### Task inputs
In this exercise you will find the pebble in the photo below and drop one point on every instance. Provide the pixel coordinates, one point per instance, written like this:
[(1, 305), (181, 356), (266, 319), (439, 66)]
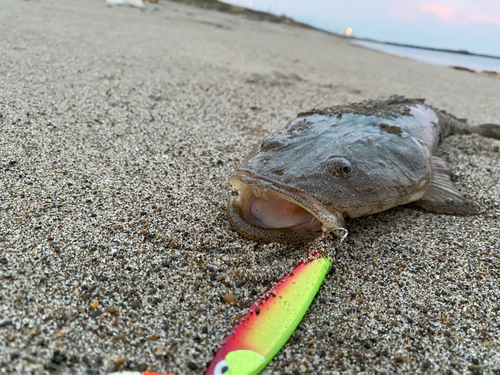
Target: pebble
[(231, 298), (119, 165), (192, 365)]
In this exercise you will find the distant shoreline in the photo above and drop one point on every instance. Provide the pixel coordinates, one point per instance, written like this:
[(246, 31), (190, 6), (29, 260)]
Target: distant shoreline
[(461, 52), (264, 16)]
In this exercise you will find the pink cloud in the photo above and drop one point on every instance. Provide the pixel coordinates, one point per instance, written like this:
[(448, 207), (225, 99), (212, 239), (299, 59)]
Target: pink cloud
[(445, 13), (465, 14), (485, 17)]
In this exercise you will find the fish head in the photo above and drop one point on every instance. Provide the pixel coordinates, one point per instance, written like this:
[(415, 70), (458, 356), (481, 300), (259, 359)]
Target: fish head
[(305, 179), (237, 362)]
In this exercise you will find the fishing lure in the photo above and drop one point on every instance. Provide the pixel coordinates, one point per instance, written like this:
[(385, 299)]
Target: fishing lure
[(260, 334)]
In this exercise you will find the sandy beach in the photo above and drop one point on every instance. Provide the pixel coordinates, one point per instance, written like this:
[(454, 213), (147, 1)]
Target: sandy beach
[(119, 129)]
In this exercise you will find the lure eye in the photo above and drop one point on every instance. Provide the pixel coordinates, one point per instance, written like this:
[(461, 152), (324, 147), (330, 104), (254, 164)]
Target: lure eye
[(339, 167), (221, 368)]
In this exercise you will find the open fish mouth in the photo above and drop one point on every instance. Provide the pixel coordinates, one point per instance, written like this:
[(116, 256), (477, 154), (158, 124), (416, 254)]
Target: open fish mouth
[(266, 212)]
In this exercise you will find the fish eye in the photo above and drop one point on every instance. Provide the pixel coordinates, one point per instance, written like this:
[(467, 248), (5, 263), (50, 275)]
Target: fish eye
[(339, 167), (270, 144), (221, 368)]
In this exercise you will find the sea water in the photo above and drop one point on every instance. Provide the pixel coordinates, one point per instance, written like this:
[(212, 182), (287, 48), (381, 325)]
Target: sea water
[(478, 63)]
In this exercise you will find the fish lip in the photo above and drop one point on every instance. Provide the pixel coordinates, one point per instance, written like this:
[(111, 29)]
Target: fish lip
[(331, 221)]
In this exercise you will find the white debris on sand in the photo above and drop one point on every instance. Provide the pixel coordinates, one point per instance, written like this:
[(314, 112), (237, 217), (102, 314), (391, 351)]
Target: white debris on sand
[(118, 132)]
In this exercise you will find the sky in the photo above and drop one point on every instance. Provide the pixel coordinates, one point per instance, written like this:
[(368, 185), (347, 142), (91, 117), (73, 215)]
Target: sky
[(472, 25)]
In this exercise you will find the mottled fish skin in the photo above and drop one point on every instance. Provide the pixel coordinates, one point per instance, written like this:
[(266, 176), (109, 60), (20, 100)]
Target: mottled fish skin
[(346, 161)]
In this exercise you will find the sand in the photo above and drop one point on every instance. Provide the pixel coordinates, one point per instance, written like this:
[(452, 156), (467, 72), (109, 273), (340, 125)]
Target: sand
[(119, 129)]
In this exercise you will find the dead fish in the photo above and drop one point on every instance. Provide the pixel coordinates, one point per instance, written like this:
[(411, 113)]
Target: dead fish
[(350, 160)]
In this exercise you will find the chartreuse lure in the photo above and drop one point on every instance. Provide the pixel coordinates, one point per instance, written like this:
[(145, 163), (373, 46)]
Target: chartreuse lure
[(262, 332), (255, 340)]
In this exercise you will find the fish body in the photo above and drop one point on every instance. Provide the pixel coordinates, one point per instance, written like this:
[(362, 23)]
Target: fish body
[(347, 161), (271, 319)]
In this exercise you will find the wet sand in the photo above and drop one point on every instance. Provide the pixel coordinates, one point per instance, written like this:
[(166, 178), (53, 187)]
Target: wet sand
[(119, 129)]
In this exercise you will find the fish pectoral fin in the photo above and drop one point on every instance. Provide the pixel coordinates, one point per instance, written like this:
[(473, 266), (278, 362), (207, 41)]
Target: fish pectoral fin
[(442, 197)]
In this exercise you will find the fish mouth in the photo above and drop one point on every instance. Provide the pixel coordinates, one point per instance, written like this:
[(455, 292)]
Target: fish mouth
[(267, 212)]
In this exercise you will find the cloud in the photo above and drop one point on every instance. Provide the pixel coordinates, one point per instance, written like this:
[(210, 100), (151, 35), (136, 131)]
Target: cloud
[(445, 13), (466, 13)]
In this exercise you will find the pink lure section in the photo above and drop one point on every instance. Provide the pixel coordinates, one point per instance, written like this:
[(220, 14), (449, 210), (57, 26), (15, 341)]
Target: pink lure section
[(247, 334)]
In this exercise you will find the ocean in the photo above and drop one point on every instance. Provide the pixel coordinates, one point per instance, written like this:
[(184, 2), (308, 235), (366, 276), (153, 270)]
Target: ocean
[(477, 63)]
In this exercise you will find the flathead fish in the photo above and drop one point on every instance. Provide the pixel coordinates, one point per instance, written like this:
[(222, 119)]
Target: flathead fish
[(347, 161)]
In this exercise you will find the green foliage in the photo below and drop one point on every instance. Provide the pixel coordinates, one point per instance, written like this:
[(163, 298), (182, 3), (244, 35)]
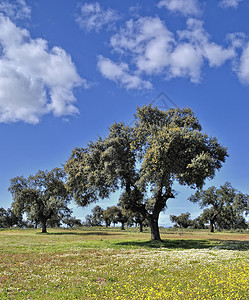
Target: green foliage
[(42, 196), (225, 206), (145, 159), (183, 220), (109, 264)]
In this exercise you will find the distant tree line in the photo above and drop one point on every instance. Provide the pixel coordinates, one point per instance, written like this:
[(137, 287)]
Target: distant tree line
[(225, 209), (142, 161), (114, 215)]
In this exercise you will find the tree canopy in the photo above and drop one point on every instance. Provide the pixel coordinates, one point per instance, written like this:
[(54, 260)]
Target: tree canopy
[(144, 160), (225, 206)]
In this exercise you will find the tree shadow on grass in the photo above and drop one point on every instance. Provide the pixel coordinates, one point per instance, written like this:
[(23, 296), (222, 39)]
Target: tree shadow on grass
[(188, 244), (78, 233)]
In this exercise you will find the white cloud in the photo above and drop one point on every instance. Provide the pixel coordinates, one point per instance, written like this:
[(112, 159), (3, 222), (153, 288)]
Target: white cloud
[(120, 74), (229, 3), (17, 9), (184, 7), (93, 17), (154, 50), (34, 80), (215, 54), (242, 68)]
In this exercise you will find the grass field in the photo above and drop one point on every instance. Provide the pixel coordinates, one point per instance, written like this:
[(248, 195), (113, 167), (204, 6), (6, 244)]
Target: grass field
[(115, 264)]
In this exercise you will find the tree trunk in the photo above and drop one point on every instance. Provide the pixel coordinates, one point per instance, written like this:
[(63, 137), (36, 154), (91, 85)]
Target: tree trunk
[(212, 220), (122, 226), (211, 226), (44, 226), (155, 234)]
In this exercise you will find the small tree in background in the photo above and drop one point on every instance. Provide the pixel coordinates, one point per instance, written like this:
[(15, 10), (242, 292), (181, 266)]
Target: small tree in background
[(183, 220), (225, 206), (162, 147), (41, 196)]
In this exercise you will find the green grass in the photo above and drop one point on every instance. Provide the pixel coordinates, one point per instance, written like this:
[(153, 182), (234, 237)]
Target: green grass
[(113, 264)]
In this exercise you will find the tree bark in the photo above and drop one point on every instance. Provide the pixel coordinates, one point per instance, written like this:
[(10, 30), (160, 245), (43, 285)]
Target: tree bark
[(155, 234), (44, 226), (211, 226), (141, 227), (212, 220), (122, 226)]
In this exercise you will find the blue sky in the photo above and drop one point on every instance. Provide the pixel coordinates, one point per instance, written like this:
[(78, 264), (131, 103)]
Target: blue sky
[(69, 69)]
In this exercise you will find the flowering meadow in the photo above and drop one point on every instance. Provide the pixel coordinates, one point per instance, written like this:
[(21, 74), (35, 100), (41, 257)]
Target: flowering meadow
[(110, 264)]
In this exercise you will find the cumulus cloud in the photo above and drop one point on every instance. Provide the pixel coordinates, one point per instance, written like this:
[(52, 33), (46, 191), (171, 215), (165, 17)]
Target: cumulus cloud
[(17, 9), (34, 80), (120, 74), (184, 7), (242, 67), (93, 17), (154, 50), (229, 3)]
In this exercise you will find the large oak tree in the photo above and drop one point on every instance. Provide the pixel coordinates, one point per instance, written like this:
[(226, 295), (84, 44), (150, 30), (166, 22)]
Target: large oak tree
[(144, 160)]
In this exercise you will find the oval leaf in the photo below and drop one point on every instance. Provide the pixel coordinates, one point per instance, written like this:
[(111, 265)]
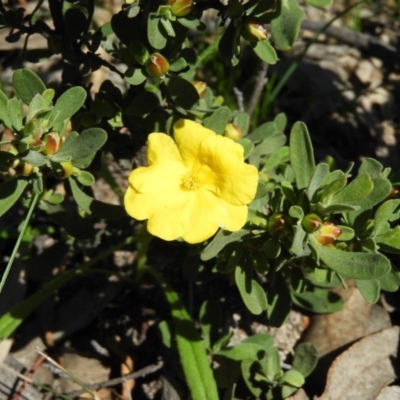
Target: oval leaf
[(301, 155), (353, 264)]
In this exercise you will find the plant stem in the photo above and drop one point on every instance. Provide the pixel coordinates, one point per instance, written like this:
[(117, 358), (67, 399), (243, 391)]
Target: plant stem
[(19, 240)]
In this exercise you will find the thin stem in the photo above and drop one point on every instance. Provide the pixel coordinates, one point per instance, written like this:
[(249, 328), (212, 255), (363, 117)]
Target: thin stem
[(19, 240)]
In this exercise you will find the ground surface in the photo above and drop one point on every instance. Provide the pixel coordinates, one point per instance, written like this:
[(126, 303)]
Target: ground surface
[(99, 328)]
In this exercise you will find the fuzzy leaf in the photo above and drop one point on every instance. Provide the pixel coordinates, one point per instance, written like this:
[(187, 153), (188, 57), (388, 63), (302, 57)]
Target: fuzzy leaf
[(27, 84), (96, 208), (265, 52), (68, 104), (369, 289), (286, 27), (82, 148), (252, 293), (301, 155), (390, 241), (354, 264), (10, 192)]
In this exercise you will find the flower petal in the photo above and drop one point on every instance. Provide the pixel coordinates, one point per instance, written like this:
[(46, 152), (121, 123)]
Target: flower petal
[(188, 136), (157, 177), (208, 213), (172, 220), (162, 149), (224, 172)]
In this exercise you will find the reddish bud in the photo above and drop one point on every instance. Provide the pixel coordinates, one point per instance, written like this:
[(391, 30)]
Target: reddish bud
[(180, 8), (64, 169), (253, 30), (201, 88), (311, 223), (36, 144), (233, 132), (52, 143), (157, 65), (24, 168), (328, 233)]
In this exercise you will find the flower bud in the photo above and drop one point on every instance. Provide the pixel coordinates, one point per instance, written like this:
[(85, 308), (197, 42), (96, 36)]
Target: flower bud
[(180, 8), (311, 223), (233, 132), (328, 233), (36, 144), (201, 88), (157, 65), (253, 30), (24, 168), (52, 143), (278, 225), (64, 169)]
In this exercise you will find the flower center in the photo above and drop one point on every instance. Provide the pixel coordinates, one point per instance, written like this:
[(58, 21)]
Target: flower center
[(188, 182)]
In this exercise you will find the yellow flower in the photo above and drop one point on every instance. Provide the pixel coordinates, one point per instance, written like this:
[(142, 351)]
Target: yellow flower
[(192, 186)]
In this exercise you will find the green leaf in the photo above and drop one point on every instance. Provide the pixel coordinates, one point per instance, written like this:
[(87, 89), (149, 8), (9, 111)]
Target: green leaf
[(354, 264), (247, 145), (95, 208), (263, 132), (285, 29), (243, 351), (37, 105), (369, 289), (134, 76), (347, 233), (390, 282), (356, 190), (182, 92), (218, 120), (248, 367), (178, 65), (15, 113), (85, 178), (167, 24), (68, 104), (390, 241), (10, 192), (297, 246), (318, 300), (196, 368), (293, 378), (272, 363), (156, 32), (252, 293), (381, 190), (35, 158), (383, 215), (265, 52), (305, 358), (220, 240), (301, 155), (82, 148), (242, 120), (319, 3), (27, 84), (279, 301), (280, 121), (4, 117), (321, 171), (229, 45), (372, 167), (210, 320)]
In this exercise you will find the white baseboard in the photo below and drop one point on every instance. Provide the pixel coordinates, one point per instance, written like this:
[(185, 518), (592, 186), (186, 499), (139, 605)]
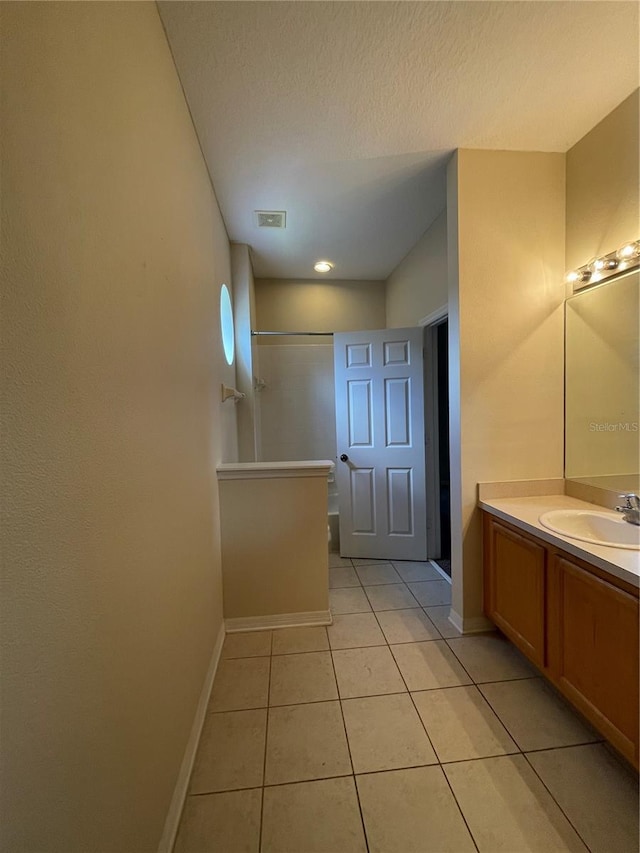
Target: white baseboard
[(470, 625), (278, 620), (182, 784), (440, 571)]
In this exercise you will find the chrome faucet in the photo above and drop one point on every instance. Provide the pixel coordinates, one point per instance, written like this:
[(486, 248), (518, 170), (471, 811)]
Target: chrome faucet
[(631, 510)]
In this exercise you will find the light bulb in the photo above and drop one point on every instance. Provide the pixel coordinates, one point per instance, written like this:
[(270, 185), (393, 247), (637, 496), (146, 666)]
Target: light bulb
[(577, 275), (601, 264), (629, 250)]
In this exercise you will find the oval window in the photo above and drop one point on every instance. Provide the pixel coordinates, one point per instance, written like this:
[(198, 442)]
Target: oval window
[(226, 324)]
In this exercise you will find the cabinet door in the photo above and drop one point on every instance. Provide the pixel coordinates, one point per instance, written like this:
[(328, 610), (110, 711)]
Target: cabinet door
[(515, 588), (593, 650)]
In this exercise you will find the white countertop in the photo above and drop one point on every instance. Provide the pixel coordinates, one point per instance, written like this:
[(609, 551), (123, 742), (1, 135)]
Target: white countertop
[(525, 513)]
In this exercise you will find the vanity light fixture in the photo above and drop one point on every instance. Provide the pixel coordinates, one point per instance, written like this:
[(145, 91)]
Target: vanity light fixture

### Exercise objective
Where the string "vanity" turns up in a line of the data above, copy that whole line.

### Solution to this exercise
In this exercise you will find the vanity light fixture in the photo above and drop one point on every instance. Provide the pixel coordinates, one point per instance, written like this:
Target: vanity light fixture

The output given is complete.